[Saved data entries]
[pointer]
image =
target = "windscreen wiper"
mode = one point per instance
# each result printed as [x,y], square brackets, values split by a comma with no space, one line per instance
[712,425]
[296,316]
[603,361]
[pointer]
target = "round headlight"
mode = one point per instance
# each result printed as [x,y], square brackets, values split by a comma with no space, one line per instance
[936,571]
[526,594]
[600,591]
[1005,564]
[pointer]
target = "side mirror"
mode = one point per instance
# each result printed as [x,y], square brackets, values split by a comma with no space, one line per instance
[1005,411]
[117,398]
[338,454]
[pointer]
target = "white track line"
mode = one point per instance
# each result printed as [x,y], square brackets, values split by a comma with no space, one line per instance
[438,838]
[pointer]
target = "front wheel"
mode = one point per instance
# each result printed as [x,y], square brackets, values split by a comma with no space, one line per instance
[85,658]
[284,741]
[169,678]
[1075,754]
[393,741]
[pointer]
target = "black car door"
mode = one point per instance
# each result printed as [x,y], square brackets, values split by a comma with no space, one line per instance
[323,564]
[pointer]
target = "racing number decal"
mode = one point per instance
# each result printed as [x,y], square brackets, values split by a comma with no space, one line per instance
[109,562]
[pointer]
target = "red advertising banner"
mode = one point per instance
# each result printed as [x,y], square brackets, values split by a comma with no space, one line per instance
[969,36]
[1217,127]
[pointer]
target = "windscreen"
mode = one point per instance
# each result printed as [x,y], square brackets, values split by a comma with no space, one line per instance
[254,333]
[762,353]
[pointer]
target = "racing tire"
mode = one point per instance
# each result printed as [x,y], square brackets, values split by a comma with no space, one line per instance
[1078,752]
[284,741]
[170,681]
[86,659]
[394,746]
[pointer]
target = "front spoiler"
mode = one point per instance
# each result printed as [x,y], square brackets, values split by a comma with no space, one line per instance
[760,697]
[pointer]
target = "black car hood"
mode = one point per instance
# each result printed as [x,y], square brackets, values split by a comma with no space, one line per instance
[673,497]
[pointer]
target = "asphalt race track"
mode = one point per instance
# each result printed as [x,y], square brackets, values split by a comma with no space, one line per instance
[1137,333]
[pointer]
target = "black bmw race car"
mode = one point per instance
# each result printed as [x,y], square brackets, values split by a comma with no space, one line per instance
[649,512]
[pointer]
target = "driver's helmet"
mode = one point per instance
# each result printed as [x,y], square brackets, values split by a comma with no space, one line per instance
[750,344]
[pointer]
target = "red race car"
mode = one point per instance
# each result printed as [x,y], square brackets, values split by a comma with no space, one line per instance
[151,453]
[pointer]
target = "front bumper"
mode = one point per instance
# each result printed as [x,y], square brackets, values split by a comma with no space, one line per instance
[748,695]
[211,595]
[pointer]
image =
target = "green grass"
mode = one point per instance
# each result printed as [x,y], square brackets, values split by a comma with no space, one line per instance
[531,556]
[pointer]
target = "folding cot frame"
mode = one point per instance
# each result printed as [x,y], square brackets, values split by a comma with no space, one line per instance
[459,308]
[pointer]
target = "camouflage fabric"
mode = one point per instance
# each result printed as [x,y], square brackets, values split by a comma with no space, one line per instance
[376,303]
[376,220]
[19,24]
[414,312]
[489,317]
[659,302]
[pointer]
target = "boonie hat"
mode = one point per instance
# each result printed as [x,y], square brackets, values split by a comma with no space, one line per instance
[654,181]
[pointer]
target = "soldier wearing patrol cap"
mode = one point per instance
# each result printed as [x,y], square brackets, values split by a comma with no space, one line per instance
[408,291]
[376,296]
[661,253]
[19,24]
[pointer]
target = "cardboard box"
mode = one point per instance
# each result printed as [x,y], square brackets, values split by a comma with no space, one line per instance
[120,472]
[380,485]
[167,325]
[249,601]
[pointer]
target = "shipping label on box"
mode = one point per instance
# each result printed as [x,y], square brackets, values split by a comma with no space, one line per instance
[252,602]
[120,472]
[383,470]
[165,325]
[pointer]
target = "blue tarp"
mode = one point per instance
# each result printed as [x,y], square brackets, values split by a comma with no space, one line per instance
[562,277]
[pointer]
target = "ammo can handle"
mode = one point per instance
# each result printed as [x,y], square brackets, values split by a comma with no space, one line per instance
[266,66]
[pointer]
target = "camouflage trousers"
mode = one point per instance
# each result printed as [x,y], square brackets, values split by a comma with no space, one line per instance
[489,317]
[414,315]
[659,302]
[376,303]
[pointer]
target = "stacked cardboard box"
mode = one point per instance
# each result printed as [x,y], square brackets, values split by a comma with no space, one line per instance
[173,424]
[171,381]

**EXERCISE GOAL**
Each line containing the word "cardboard" needs to be copied from the data above.

**RESULT FOR THIS EXERCISE**
target = "cardboard box"
target = "stacked cardboard box"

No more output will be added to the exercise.